WORK TO COMPLETE →
Reproduce every line of the material below verbatim, omitting the pictures.

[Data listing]
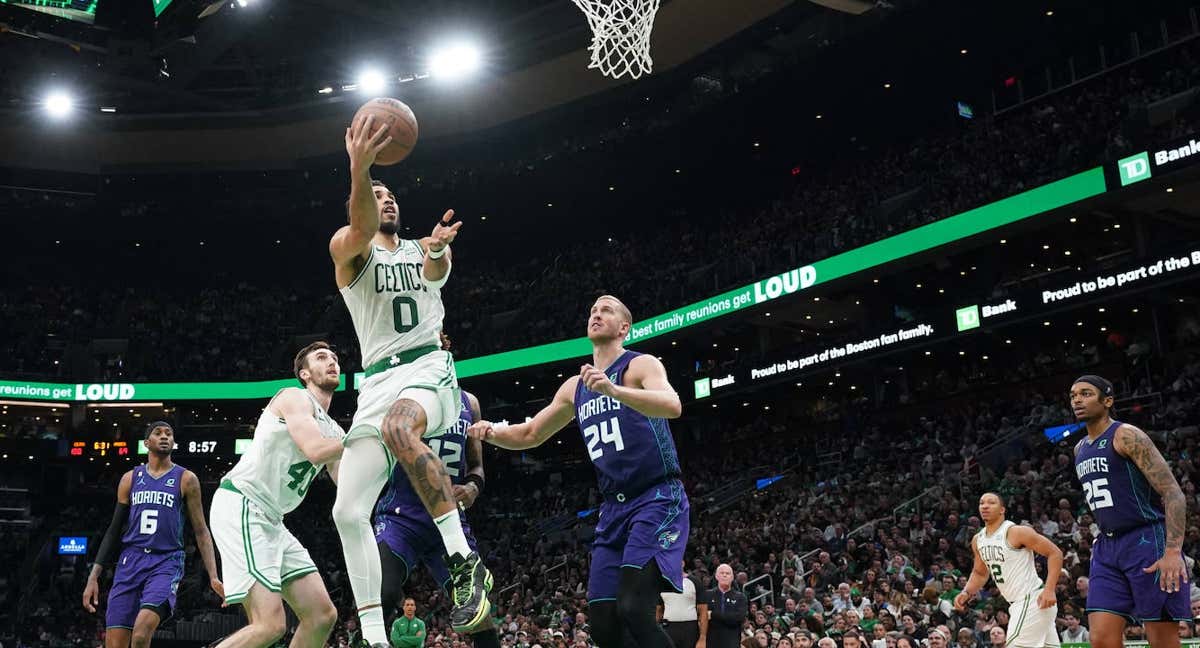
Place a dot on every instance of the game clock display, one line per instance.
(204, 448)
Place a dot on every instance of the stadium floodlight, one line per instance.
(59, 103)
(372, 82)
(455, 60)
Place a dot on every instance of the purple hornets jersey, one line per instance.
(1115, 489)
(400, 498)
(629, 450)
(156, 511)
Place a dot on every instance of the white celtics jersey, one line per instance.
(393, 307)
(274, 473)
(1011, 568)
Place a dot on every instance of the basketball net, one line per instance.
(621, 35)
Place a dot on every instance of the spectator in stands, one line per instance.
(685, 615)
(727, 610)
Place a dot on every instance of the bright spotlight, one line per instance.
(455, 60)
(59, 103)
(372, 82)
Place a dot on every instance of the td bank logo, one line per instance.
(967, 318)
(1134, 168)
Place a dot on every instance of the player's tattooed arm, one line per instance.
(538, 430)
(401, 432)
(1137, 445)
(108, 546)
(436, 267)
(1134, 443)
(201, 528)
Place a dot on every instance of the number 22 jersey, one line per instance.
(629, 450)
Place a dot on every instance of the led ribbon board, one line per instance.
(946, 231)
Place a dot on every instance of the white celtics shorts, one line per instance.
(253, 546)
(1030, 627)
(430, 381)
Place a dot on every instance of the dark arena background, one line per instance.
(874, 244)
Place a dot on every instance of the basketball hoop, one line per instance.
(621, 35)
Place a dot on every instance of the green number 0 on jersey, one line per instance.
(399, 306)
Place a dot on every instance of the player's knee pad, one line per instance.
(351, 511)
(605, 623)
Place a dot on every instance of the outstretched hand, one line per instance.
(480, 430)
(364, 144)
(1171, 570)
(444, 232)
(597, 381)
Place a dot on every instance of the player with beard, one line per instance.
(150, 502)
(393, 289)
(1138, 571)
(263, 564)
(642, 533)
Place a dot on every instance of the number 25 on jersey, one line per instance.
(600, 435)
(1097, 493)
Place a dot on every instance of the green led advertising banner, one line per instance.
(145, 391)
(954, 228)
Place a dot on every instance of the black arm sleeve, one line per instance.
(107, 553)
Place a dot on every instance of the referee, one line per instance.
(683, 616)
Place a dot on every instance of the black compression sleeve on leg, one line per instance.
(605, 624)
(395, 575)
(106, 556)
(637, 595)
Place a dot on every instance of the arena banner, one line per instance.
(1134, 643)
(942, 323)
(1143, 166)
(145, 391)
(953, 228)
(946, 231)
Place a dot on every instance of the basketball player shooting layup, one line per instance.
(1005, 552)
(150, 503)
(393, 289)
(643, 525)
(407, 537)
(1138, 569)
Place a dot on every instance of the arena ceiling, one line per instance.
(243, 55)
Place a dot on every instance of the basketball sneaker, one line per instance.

ANSWER TO THIS PROBLEM →
Place a dot on every instance of the game clock display, one line per instance.
(204, 448)
Place a dot on every instance of the stadium floodlight, one line per instance.
(59, 103)
(372, 82)
(455, 60)
Place a dot on every instance of the purple hornets jersey, one line per instance.
(1115, 489)
(400, 498)
(629, 450)
(156, 511)
Place a dot on every instance of the white celtics jersey, one line per instance.
(393, 307)
(274, 473)
(1011, 568)
Place a dot on every instance of the basketball net, one line per instance.
(621, 35)
Place a dot on every instance of the spectator in stands, one line per instance.
(685, 615)
(727, 610)
Place a dot on every instance of the bright spotlight, one line per instance.
(455, 60)
(59, 103)
(372, 82)
Place a dot on every instance of the td bank logo, one line per instance.
(967, 318)
(1134, 168)
Place a dot on every instance of the player's tattooed arm, one line per instance.
(538, 430)
(401, 432)
(1137, 445)
(108, 546)
(436, 267)
(1134, 443)
(201, 528)
Place a dot on every instance of the number 22 jersey, one line per instance.
(629, 450)
Place a dot on every instance of the led ribbon board, one line per instance.
(946, 231)
Place a dot on every instance of the white celtics shorts, one line per instance.
(253, 546)
(1030, 627)
(430, 381)
Place a dot on every instance of the dark arena background, one line per instance.
(874, 244)
Place a dot on every instance of the basketball hoop, one line per instance.
(621, 35)
Place a dot on every instance of the green number 0 on jersey, one line per instance.
(399, 306)
Place a dot on every instance of the player's knee pad, one line per instance.
(351, 511)
(605, 623)
Place a dot on every instance of the outstretched hand, one line per instance.
(480, 430)
(364, 144)
(1171, 570)
(444, 232)
(597, 381)
Place a dot on every instance of the player with beard, one line per instance.
(150, 502)
(393, 289)
(1138, 571)
(263, 564)
(642, 533)
Place a dot on every instance of the number 25 on jersey, one line per instance.
(600, 435)
(1097, 493)
Place a dot on every instance of the green led advertising banner, one line per instance.
(145, 391)
(954, 228)
Place a dot on every instance of the black arm sleeve, one line per instance.
(107, 553)
Place a dot on every instance of the referee, one line per instance.
(683, 616)
Place a dot on every instance of the black compression sleeve on leg, one line per instance.
(605, 624)
(395, 575)
(106, 556)
(637, 595)
Place a dot on every instance of the arena banner, one line per instance.
(1134, 643)
(942, 323)
(1143, 166)
(145, 391)
(953, 228)
(946, 231)
Place a dot on every instance of the basketball player shooting layup, one line per instance.
(1005, 552)
(150, 503)
(393, 289)
(643, 525)
(407, 537)
(1138, 569)
Place a dot on every instance of the arena ceiling, one line per instance.
(243, 55)
Place a dot on every instance of the basketball sneaker, one line per instance.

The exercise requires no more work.